--- begin EXCERPTED PASSAGE ---

So, to an extent, I do agree with Argent’s post; physical fitness, and learning about physical fitness should be the primary goal. I do think that sports can and should play a part, when an emphasis is placed on learning, rather than just playing. Some people will prefer to get their exercise through sport, some through working out… so teach how to do so through both methods.
As I recall, when I was younger I never cared for gym class. It was a wide variety of activities that I, as the fat kid, had no particular talent for, a lot like math class, actually. And just like math class, I participated as little as I could get away with. It’s just not as easy to notice when a kid is sitting out math class because everybody is just sitting during math class. Or taking notes, Or trying to take notes but failing to keep up with the teacher. I recall that I did get in trouble for lack of participation once, so I’d spend gym class just pacing the basketball court. Outside of school, I camped, hiked, played in the woods, typical outdoorsy stuff.
Once I got to the high school level, the PE classes became effectively optional because marching band and JROTC were both considered PE credits. I did take cross-country for a semester during my senior year though, which was a lot of fun once I was able to get my endurance up long enough to actually run for 5 miles. Continued to camp and hike, etc. Summer of my junior year, I went on an 85 mile hiking trip in New Mexico. At that time, I was still fat.
That said, about 10 years later, I am fairly active now, but admittedly because it’s a required part of my job. Two times a week I get an hour of gym cardio (pushups, crunches, jumping jacks, burpees, squat thrusts, etc.) and a 3 mile run. Fridays we get to work out on our own, so I usually take it easy and just run a couple of miles. Still fat. What can I say, I enjoy eating.
EDIT: Of course, everybody should work out, because the slow people will get eaten by the zombies first.
I don’t get it either. I mean, I get not liking PE - I hated it. But I hated ALL my classes and it wasn’t an option to just skip a class I didn’t like. School was mandatory, so I went. I don’t understand how kids can just not go to any class; I would have been expelled. I know, because I checked. I hated school.
As far as why I hated PE, gah. I hate team sports. I hate ball sports. I hate taking showers in public. I hate running stairs. If I could have had PE last period (so I didn’t have to go to my next class sweaty and icky), and if I could have just run and hurdled every day, it would have been fine. But no, volleyball, basketball, softball, gymnastics. Ugh.

--- end EXCERPTED PASSAGE ---

= CHALLENGES =
(a) Write out the part of the gym class discussion that opens with the words containing "EDIT: Of course, everybody" and closes with "I hated school.".
(b) Say whether each statement agrees with the gym class discussion, answering yes or no and quoting the deciding words of the text:
(i) The 85 mile hiking trip took place in New Mexico.
(ii) The run required twice a week on the job is 5 miles long.
(iii) Team sports are described as something the writer enjoys.
(c) Proceed with the gym class discussion, picking up after its last sentence.

--- begin RAW RECORDS ---

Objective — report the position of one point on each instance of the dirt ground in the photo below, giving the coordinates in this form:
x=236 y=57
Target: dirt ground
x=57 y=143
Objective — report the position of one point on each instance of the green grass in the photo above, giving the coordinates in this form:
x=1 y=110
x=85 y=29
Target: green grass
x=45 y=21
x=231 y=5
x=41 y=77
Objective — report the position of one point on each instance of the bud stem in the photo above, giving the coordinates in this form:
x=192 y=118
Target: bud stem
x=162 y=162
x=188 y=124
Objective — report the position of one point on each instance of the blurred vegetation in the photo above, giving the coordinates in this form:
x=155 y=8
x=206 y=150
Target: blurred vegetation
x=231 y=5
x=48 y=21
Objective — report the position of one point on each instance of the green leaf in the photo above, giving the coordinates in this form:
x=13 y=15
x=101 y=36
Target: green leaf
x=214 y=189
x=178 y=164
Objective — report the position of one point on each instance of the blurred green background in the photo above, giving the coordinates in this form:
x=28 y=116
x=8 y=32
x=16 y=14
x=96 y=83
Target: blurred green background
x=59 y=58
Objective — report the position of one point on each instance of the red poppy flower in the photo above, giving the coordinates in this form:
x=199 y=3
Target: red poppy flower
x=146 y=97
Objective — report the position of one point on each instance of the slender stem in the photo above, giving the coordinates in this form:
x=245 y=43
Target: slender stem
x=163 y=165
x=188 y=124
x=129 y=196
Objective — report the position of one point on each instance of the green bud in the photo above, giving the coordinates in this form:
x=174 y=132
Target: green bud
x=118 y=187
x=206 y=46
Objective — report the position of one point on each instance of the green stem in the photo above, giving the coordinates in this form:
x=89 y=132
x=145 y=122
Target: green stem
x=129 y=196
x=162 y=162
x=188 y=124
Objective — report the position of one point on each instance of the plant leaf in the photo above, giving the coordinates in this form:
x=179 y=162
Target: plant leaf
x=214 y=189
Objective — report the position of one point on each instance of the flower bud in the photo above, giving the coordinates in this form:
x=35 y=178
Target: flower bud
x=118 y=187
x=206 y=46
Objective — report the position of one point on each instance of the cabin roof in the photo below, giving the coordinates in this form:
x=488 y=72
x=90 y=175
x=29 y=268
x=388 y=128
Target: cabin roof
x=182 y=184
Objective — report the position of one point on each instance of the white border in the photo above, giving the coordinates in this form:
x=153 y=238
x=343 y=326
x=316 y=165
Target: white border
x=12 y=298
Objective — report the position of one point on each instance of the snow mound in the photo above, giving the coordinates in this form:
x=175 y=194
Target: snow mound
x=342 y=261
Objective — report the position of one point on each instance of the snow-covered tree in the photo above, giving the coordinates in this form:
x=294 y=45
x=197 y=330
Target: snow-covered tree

--- end RAW RECORDS ---

= ANSWER LIST =
(a)
EDIT: Of course, everybody should work out, because the slow people will get eaten by the zombies first.
I don’t get it either. I mean, I get not liking PE - I hated it. But I hated ALL my classes and it wasn’t an option to just skip a class I didn’t like. School was mandatory, so I went. I don’t understand how kids can just not go to any class; I would have been expelled. I know, because I checked. I hated school.

(b)
(i) Yes: "Summer of my junior year, I went on an 85 mile hiking trip in New Mexico."
(ii) No: "Two times a week I get an hour of gym cardio (pushups, crunches, jumping jacks, burpees, squat thrusts, etc.) and a 3 mile run."
(iii) No: "I hate team sports."

(c)
Upon preview, what Argent Towers said a long time ago.
I wasn’t assertive enough to “not participate” back then. I usually did my pathetic best, but I hated PE. Since the first grade, I’ve had chronic headaches, and heat (as in, being hot enough to sweat) is a nearly perfect trigger. So imagine how difficult and annoying exercise is for normal people. Now add on to that the certain knowledge that IF you exercise, you’ll have a throbbing, pounding headache for the rest of the day. It’s a bit demotivational, as you might imagine.
So I was out of shape and unathletic, and hated all forms of physical stuff. I’ve gotten over it a little bit these days. I exercise as often as I can - enough that I’ve lost 30 pounds or so over the last couple of years. But it’s still a matter of just planning on being in pain all day and doing it anyway because I don’t want to die of a heart attack and leave my kids fatherless.
Well this zombie thread has brought up some unpleasant memories (both from HS and from originaly posting in it). One thing that looking back I don’t really understand (but never questioned at the time) was the grading policy. Or lack there of. Everyboody get’s the same exact grade as long as you put the most minimial amount of effort in (show up to class, change clothes, & stand around miming some motions) and even if you don’t do that you still pass for the year. What was the point? Why would any expect students to care or make an effort under those conditions? :dubious: The only reason the district even had PE was cause the state mandated it; they clearly weren’t interested having it be a real class; the boys’ teachers were there to coach after-school sports, not teach their students, and I just answered my own question, didn’t I?
Yeah, it was weird. I was an A student in most other subjects but knew that I was never going to be an A student in gym, so I just did what I had to do for a C. But then I got a teacher who graded you on how hard you tried and if you had a good attitude about it. Suddenly I had an 80 at the midterm and I actually gave a shit.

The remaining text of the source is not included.